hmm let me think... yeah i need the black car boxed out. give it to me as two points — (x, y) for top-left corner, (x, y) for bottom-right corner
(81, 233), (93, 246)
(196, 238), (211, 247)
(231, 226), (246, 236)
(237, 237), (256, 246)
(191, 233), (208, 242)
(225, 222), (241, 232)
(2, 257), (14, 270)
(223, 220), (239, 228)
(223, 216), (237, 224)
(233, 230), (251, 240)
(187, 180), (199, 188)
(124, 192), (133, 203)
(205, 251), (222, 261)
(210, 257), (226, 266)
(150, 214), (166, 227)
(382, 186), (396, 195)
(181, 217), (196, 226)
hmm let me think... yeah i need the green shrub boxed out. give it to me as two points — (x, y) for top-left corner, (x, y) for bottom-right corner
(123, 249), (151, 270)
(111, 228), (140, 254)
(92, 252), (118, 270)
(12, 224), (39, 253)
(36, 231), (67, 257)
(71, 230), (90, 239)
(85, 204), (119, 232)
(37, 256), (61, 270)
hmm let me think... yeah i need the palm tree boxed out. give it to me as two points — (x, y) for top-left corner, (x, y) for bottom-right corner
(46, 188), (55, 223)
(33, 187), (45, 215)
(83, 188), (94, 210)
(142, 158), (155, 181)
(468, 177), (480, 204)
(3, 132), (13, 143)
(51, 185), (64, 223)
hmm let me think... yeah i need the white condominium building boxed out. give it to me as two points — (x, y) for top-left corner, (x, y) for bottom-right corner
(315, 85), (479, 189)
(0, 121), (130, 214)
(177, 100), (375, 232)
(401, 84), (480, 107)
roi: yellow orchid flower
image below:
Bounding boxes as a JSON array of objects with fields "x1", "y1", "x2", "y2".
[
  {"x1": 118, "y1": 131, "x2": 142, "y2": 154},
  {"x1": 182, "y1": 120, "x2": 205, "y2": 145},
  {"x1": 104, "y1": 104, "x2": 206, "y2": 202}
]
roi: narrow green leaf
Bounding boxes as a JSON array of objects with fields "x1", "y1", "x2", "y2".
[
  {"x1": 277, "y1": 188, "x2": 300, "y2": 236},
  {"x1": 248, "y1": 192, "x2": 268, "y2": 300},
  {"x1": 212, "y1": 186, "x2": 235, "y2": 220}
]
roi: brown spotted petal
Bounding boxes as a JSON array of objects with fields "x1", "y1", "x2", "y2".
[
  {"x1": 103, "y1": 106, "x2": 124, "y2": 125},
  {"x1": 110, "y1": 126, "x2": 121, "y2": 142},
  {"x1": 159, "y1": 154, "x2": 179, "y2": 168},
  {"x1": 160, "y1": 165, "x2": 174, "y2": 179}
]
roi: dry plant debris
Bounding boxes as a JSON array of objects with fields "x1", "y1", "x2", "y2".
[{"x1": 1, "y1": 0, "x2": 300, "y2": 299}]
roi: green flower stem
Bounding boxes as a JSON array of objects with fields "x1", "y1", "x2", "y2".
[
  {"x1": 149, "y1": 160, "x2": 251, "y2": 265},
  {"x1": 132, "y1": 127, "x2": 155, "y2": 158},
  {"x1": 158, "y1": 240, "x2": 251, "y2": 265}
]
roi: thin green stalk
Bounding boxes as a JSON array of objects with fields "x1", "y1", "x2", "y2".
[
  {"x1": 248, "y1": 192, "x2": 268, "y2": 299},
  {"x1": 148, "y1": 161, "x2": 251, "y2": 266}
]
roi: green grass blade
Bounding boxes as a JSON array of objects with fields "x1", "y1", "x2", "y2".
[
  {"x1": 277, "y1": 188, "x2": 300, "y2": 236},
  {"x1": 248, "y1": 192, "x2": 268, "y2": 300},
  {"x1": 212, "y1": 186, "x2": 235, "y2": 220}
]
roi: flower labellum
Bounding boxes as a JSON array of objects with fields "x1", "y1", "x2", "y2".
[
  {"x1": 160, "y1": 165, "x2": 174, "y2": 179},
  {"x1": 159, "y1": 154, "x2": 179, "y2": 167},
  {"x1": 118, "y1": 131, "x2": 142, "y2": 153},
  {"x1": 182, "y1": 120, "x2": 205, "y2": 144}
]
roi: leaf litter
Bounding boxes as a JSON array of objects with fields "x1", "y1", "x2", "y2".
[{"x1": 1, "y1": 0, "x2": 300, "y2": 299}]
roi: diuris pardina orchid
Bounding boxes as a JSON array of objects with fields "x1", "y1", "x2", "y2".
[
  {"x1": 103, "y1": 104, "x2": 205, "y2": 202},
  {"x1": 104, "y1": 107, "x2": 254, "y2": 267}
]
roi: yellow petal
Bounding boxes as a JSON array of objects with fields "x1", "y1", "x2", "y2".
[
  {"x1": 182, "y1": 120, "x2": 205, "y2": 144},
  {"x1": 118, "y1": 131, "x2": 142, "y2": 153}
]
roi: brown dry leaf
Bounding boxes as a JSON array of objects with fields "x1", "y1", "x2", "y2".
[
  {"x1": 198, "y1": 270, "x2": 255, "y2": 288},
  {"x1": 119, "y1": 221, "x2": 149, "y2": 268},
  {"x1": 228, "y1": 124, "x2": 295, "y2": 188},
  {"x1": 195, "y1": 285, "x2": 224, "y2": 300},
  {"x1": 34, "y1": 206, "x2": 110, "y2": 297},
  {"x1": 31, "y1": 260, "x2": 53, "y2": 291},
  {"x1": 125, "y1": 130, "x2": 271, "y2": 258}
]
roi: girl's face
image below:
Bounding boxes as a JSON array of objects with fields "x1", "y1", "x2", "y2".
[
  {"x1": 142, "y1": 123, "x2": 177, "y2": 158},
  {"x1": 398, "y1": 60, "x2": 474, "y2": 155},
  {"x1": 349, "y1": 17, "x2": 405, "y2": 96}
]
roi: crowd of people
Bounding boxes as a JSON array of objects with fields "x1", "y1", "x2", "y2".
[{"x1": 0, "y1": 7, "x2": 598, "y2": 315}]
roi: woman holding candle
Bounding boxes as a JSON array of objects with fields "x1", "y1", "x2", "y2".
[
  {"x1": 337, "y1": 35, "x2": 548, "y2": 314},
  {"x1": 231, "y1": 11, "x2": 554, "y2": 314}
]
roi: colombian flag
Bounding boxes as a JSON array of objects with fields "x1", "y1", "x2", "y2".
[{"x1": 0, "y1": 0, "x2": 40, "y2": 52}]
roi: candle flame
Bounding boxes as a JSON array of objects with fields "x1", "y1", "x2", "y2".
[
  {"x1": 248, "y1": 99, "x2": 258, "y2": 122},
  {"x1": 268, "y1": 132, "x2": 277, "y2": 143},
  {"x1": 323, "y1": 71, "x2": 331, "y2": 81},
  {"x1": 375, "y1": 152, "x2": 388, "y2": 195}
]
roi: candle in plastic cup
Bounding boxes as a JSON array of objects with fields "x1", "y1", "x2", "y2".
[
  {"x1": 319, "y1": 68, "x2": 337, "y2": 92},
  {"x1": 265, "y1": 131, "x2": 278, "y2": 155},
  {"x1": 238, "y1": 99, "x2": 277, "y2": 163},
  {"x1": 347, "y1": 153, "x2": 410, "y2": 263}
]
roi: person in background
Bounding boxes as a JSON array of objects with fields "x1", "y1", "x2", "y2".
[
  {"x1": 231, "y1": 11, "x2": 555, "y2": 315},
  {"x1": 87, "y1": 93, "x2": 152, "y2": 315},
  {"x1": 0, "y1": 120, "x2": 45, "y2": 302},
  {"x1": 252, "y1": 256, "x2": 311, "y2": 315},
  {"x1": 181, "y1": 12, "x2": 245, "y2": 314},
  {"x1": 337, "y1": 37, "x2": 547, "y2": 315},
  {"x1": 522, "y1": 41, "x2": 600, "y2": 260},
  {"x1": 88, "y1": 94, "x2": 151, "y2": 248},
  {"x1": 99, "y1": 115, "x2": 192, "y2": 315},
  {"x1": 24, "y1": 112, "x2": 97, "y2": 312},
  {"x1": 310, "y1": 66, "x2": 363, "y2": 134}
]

» **TASK REQUIREMENTS**: Set down, from the entries above, exactly the lines from the one with "roi: brown spotted petal" up to and including the one with "roi: yellow petal", and no other lines.

» **ANSWER TO THIS PROBLEM**:
roi: brown spotted petal
Bounding boxes as a JSON array of objects with fields "x1", "y1", "x2", "y2".
[
  {"x1": 103, "y1": 106, "x2": 124, "y2": 125},
  {"x1": 110, "y1": 126, "x2": 121, "y2": 142},
  {"x1": 159, "y1": 154, "x2": 179, "y2": 168},
  {"x1": 160, "y1": 165, "x2": 174, "y2": 179}
]
roi: dry plant debris
Bounding boxes as a JSON array of objects with fields "x1", "y1", "x2", "y2".
[{"x1": 1, "y1": 0, "x2": 300, "y2": 299}]
roi: green flower stem
Bounding boxes as a JSON array of objects with fields "x1", "y1", "x2", "y2".
[
  {"x1": 149, "y1": 160, "x2": 251, "y2": 265},
  {"x1": 132, "y1": 127, "x2": 155, "y2": 158},
  {"x1": 158, "y1": 240, "x2": 251, "y2": 265}
]
roi: thin green stalk
Bounding boxes as a JSON array of objects with fields "x1", "y1", "x2", "y2".
[
  {"x1": 248, "y1": 192, "x2": 268, "y2": 299},
  {"x1": 148, "y1": 161, "x2": 251, "y2": 266}
]
roi: green grass blade
Bounding boxes as a JSON array of objects with fields "x1", "y1", "x2", "y2".
[
  {"x1": 277, "y1": 188, "x2": 300, "y2": 236},
  {"x1": 248, "y1": 192, "x2": 268, "y2": 300},
  {"x1": 212, "y1": 186, "x2": 235, "y2": 220}
]
roi: flower labellum
Bounding boxes as a JSON array of objects with fields "x1", "y1", "x2", "y2".
[
  {"x1": 160, "y1": 165, "x2": 174, "y2": 179},
  {"x1": 159, "y1": 154, "x2": 179, "y2": 167},
  {"x1": 118, "y1": 131, "x2": 142, "y2": 153},
  {"x1": 182, "y1": 120, "x2": 205, "y2": 144}
]
roi: leaf litter
Bounding boxes as a JSON array of objects with fields "x1", "y1", "x2", "y2".
[{"x1": 1, "y1": 0, "x2": 300, "y2": 299}]
roi: diuris pardina orchid
Bounding boxes as a JSON array of objects with fields "x1", "y1", "x2", "y2".
[
  {"x1": 103, "y1": 104, "x2": 205, "y2": 202},
  {"x1": 104, "y1": 107, "x2": 254, "y2": 267}
]
roi: yellow petal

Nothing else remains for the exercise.